▶ _Problem description_
Would you print every entry below exactly as written, omitting the images?

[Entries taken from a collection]
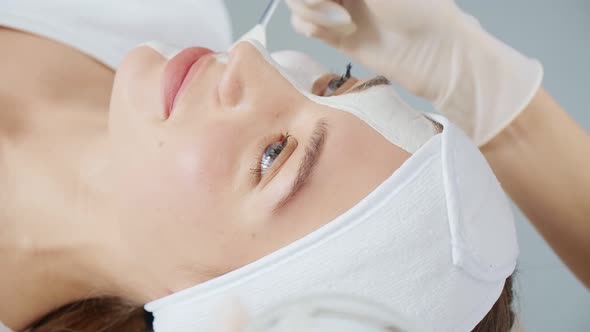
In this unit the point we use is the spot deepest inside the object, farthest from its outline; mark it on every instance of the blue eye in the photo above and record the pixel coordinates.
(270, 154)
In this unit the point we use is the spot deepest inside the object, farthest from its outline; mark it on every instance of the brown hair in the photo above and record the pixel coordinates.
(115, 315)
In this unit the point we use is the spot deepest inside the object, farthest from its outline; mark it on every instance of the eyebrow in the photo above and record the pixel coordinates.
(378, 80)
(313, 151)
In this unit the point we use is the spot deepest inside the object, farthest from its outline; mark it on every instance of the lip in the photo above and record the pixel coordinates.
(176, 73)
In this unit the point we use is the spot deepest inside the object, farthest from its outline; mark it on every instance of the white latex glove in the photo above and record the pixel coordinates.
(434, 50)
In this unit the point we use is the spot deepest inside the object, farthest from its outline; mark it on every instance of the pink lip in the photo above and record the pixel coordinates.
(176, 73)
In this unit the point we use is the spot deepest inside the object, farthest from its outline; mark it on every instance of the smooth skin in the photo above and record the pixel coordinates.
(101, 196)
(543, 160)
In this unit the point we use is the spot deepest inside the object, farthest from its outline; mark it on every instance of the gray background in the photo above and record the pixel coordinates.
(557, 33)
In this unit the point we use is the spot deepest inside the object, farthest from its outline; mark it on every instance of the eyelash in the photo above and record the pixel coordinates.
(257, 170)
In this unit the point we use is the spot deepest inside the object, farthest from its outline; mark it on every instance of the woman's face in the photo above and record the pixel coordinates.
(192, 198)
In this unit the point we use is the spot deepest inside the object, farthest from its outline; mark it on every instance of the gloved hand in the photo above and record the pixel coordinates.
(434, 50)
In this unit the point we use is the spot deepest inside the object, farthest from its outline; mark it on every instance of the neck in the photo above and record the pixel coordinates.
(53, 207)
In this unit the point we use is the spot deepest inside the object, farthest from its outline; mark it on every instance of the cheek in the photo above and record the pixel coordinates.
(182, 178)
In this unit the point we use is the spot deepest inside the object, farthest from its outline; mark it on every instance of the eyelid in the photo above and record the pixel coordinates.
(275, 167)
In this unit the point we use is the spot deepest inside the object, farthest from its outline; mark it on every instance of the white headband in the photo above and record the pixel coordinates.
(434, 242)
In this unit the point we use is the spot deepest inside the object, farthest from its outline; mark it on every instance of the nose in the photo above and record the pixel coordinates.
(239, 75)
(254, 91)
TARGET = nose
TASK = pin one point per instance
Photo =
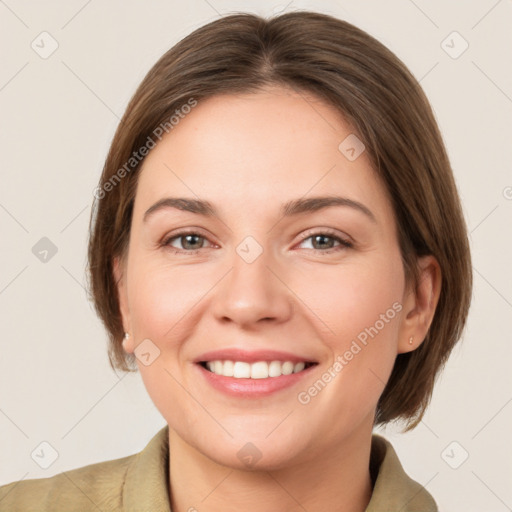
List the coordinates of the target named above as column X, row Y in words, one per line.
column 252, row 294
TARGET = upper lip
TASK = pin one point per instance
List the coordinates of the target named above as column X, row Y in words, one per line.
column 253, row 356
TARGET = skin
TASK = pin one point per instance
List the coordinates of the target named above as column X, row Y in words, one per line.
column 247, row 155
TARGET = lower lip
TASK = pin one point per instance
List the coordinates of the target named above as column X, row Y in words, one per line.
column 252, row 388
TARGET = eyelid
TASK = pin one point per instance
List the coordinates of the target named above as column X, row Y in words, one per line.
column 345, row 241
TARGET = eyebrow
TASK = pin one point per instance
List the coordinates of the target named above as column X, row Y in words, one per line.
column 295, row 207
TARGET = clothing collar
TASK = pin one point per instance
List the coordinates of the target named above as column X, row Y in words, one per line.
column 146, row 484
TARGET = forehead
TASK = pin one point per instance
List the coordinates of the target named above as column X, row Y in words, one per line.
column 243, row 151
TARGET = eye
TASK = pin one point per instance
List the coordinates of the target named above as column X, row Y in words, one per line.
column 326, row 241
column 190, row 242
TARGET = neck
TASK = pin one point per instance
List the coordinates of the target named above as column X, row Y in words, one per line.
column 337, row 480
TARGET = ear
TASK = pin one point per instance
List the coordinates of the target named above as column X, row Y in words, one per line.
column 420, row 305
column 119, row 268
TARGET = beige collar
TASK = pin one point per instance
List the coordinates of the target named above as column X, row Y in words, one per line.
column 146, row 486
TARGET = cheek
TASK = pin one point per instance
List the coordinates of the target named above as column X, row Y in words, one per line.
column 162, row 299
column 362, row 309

▶ _Output of the exercise_
In this unit the point we use is the spot deepest inside the object, farthest from its outline; mark it on every instance of the blue eye in the photo above and record the pixel coordinates.
(270, 154)
In this unit the point we use is the spot deepest inside the object, farthest from its outline; mark it on every instance of the brown hair in the photo above and record the pixel coordinates.
(115, 315)
In this unit the point we use is the spot deepest inside the object, farthest from its outline; mark it on every instance of the eyebrow in the photo above and record the pixel coordinates.
(378, 80)
(313, 151)
In this unit the point we use is the spot deepest inside the object, farthest from its outline; mark it on every instance of the lip in the photo above and record the pixel coordinates.
(176, 73)
In this unit the point we use is the spot deepest inside the object, farthest from its outline; mark it on every instance of the white latex glove in the photo above and record the pixel coordinates.
(434, 50)
In this unit the point we use is the spot deepest inside the object, farthest from its outline; mark it on every instance of the pink lip in the photo above and record the pixel coordinates.
(176, 73)
In this unit the point we use is the spot deepest inside the object, farthest from its outline; mark it on every instance of the smooth skin in the photo above and record the pixel coordinates.
(101, 196)
(543, 160)
In this unit the point we use is the spot deepest inside the object, farthest from its outline; mark it on every instance of the gray background in the photo above and record the pixel coordinates.
(557, 33)
In this unit the point we use is the spot deepest inside the object, farthest from its outline; mark it on every instance of the eyelash in the photo above and record the pixel coordinates.
(257, 170)
In this unit the point we use is the spot deepest inside the object, farthest from its outline; mark it on every instance of the woman's face in the photo above and record the pixel coordinates.
(192, 198)
In this unit the point we use is the spot deepest inside the object, farthest from its outline; mark it on every instance of the gloved hand in the photo above and record the pixel coordinates.
(434, 50)
In this unit the point we use is the spot deepest inside the object, farthest from its outline; mark it on every instance of the neck in the photo above and record the pixel coordinates.
(53, 207)
In this unit the point we use is the spot deepest inside the object, farthest from its outline; mark it on every instance of the cheek in the photo above and record the pixel coordinates.
(182, 178)
In this unit the point we use is the spot deepest inside the object, farthest from its outline; mark it on every instance of the eyelid in the photo above and record the pixel coordinates.
(275, 167)
In this unit the point we use is the spot deepest inside the object, farthest from its outline; mark it on every instance of the white headband in the photo above and record the pixel coordinates.
(434, 242)
In this unit the point we use is the spot deepest inside the object, farthest from its outline; mark it on every instance of the nose in the photo above and record the pixel coordinates.
(239, 75)
(254, 91)
TARGET = nose
TASK = pin one point per instance
Photo =
List the coordinates of the target named above as column X, row Y in words, one per line.
column 252, row 294
TARGET = upper lip
TASK = pin one point per instance
List the coordinates of the target named above as column X, row Y in words, one per line.
column 253, row 356
TARGET = skin
TASK = pin one point per instance
List the coordinates of the target named above as column X, row Y in words, one per line.
column 247, row 155
TARGET = lower lip
TASK = pin one point per instance
List the coordinates of the target named above as column X, row Y in words, one per line.
column 252, row 388
TARGET = eyelid
TASK = pin one point per instance
List the coordinates of the target named above as column X, row Y in words, one per line.
column 345, row 241
TARGET = eyebrow
TASK = pin one point per instance
List the coordinates of the target named above as column X, row Y in words, one per line.
column 295, row 207
TARGET = clothing collar
TASK = pin one point per instance
List the coordinates of the target named above as column X, row Y in words, one per line.
column 146, row 484
TARGET = forehead
TASK = pin one point per instance
List the coordinates of the target named above as column X, row Y in words, one per line.
column 243, row 151
TARGET = eye
TASK = pin one point per instance
List the coordinates of the target named above as column X, row Y in words, one per line.
column 326, row 241
column 190, row 242
TARGET = neck
TASK = pin one point per instance
List the coordinates of the target named above as column X, row Y in words, one per line.
column 337, row 480
TARGET = ear
TASK = pin one point per instance
List the coordinates of the target named above as column X, row Y in words, one per line.
column 420, row 305
column 119, row 268
TARGET = beige collar
TASK = pin one point per instance
List the coordinates of the target named above as column X, row Y in words, one per line.
column 146, row 486
TARGET = cheek
TASK = pin one point per instance
List the coordinates of the target named above as column X, row Y in words, one per line.
column 162, row 299
column 362, row 309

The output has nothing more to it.